(Pointing dataset excerpts)
= = = =

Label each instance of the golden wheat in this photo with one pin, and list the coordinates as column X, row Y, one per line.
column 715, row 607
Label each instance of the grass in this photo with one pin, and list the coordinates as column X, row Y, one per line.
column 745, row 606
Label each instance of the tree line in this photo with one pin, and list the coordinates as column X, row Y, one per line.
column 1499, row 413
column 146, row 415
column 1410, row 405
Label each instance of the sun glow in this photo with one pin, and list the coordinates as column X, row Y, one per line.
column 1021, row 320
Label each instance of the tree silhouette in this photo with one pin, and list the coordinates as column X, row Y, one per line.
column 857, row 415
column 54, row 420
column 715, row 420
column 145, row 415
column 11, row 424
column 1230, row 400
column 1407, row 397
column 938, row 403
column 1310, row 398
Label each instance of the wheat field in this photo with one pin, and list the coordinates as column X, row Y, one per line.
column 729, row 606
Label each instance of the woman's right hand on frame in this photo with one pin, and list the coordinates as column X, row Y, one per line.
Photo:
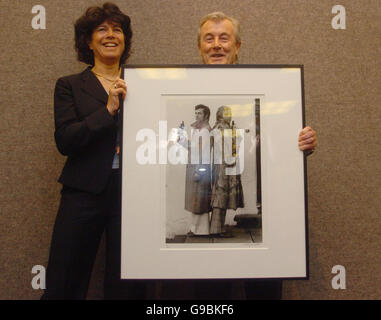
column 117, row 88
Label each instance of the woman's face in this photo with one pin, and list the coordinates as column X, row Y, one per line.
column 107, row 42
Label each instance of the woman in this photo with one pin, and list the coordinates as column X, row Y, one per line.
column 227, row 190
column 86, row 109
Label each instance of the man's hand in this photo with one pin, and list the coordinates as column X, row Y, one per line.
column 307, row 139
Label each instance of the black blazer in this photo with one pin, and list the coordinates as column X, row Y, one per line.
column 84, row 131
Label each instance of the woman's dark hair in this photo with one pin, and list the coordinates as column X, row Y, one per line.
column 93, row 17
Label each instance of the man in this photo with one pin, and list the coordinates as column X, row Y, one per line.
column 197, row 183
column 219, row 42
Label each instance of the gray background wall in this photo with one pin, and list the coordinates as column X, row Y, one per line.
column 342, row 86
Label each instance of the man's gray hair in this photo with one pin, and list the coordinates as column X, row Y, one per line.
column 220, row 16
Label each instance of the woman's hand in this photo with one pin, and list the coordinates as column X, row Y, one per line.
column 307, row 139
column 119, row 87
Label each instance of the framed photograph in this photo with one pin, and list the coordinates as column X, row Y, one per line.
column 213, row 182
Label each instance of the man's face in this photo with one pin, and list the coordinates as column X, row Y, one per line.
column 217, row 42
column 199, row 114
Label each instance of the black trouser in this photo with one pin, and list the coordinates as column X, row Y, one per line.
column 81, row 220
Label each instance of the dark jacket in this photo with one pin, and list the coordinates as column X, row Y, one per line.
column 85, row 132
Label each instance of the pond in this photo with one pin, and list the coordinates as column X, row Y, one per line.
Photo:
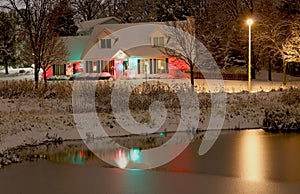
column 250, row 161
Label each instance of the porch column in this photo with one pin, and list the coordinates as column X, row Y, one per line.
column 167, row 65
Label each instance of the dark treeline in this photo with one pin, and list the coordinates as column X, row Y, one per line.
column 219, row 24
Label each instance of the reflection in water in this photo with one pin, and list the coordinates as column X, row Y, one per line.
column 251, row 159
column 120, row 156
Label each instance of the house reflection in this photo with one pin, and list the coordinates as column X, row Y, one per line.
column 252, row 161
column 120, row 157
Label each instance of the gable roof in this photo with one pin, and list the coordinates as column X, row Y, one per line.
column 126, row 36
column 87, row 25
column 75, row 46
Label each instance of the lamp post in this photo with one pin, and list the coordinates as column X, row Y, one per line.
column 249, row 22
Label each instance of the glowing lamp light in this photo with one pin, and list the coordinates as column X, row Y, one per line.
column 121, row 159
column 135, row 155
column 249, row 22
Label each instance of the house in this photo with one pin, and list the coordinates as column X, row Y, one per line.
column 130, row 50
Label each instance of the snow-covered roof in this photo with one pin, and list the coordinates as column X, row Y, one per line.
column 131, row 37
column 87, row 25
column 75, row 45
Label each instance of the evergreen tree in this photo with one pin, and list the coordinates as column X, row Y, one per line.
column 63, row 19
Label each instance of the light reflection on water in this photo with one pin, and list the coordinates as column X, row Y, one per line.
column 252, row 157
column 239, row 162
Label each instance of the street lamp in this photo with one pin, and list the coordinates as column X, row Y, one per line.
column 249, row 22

= = = =

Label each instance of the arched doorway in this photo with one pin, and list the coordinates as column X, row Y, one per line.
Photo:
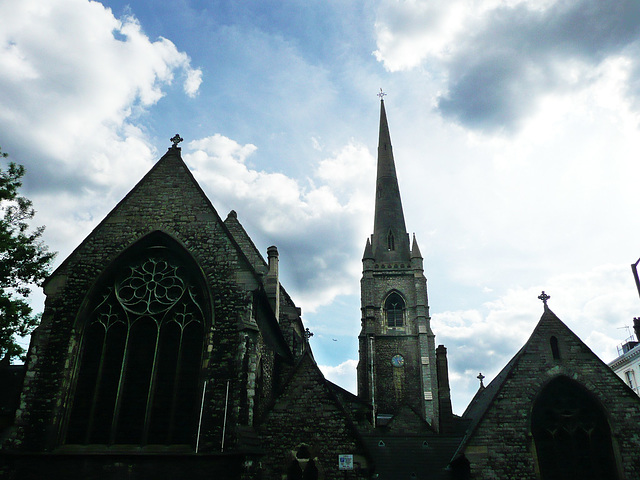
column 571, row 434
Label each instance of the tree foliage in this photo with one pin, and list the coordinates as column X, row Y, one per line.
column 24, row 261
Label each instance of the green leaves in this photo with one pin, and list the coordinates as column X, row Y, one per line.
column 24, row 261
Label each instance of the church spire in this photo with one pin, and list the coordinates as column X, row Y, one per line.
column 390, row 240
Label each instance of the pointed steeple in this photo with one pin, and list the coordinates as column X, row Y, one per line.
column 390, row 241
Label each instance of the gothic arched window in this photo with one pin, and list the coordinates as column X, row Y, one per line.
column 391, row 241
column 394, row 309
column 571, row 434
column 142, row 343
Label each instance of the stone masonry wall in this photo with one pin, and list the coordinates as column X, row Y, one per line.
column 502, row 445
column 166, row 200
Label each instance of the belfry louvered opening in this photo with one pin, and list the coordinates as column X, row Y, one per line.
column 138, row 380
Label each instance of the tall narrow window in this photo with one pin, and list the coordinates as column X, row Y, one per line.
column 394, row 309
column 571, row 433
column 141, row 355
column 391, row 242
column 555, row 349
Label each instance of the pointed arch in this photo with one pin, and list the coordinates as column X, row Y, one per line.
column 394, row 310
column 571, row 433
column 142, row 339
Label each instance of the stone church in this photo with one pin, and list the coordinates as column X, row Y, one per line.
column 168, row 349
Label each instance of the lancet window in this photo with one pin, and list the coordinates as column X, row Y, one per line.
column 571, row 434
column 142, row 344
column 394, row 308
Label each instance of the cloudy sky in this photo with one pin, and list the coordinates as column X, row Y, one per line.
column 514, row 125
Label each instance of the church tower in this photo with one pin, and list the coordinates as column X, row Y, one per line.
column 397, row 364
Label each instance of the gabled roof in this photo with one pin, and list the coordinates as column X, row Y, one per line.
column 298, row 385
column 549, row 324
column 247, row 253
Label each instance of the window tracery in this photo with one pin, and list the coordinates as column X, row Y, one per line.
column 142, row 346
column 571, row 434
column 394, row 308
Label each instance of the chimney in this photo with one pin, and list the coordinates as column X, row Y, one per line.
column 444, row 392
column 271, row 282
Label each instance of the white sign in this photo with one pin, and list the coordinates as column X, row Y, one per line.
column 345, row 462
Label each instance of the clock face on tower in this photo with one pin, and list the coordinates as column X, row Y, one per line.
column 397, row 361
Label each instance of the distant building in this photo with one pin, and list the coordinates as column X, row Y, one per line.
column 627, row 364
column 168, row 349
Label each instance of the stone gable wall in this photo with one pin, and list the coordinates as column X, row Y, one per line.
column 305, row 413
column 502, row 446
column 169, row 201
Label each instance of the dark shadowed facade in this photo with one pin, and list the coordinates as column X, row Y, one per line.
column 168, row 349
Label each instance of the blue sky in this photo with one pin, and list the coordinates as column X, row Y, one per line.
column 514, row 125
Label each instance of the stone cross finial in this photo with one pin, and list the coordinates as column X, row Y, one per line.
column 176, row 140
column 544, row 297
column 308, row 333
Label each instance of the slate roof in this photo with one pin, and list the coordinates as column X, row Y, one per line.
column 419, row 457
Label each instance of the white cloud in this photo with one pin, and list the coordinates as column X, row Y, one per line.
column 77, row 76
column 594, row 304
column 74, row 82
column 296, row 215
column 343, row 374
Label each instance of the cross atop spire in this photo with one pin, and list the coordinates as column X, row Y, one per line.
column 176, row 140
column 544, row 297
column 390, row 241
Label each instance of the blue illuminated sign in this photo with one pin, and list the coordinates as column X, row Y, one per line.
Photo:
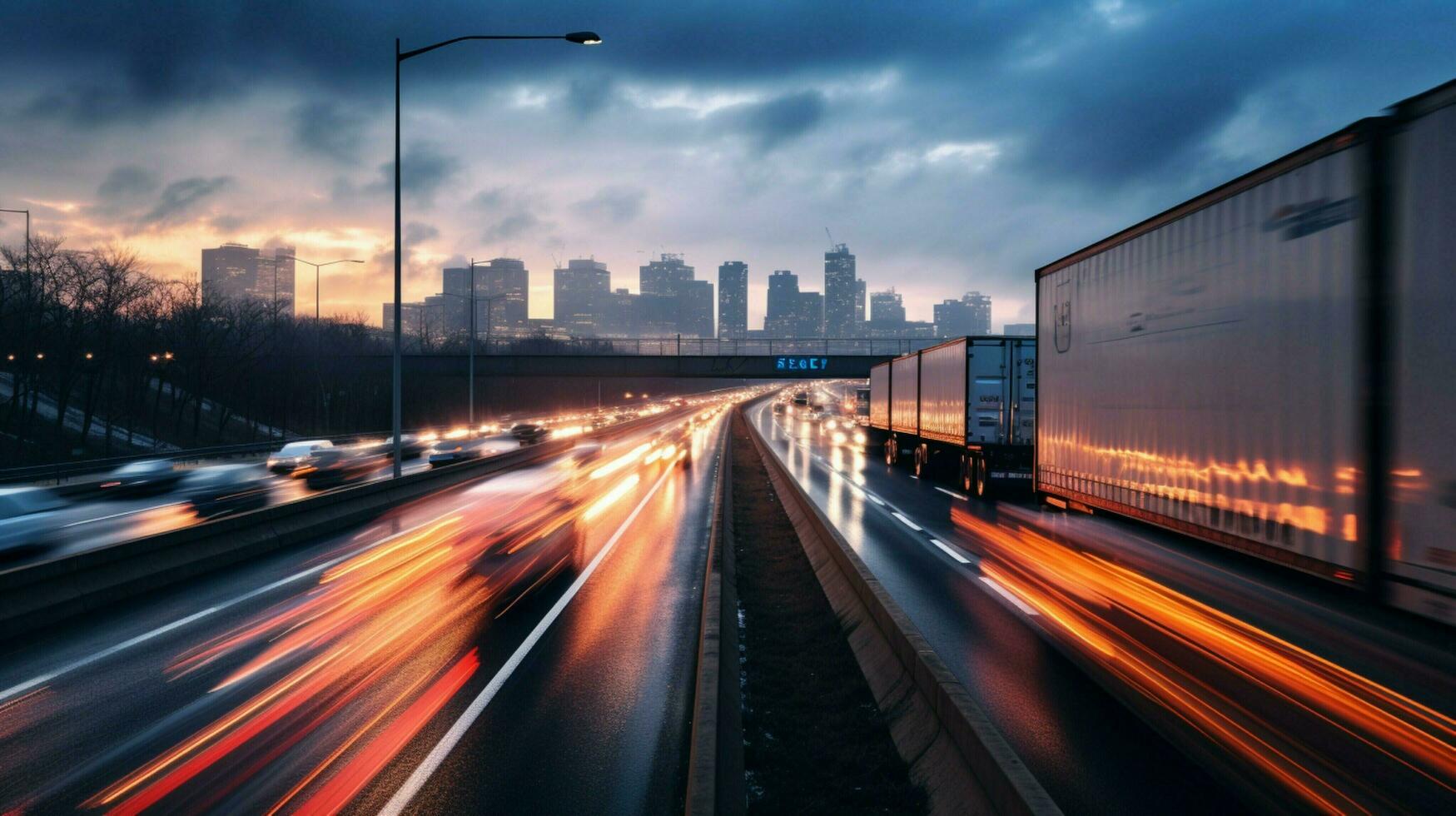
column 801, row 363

= = = =

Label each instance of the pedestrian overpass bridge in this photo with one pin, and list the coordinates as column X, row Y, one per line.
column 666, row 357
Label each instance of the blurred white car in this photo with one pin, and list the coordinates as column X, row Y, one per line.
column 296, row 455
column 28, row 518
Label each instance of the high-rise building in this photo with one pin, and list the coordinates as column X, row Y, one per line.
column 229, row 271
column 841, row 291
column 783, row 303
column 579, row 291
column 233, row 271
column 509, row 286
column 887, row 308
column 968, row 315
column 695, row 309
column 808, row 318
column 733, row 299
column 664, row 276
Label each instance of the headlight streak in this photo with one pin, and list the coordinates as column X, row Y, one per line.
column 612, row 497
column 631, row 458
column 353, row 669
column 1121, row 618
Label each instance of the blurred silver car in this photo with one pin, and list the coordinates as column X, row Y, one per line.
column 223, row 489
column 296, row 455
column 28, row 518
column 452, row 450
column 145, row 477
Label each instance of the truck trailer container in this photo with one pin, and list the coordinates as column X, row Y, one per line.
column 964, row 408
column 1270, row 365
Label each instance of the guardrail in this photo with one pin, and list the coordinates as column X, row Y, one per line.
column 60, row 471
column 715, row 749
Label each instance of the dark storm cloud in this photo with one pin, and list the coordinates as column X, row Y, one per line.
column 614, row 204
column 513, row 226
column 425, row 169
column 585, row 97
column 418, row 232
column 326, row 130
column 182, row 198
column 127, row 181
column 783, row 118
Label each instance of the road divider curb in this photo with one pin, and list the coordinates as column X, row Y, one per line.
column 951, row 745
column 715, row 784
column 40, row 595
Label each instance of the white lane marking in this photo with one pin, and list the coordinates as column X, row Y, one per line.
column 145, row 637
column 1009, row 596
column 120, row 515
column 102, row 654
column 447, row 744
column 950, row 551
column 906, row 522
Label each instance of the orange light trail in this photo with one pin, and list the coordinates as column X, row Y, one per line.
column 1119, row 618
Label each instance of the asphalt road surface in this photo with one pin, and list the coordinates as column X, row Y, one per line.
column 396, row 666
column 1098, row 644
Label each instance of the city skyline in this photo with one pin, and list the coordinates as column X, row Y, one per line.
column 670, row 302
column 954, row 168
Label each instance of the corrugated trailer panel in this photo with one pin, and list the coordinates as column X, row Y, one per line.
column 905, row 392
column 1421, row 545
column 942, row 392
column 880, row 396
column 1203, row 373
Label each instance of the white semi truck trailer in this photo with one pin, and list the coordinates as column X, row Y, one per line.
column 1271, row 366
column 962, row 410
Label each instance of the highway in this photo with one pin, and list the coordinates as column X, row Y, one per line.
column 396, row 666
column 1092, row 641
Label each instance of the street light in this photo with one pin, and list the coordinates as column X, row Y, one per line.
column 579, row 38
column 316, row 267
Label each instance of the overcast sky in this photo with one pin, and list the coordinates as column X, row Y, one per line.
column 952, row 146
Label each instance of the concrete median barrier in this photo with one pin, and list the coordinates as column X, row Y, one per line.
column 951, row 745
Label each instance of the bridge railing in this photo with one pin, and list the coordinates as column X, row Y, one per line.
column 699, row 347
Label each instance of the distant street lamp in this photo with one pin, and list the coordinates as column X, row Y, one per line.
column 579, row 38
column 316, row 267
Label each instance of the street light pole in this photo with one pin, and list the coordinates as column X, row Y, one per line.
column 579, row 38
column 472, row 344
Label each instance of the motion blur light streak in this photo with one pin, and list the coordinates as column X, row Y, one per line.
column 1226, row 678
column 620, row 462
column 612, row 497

= = = =

• _Your objective_
Identify each line in the records above that contains the string "window", and copy those lines in full. Matching is case-sensitive.

• _Solution_
Label each instance of the gothic arched window in this photo with one pin, and list the coordinates as column X, row Y, one per line.
Label each instance of the tall narrow window in this photo with one pin, and list the coordinates as column X, row Y, one per line.
Label each instance of the lancet window in this photo with one pin, and list the coordinates as column X, row Y, one per line.
Label each instance of the window tracery in this photo with one pin, and list the coordinates as column X, row Y, one per line.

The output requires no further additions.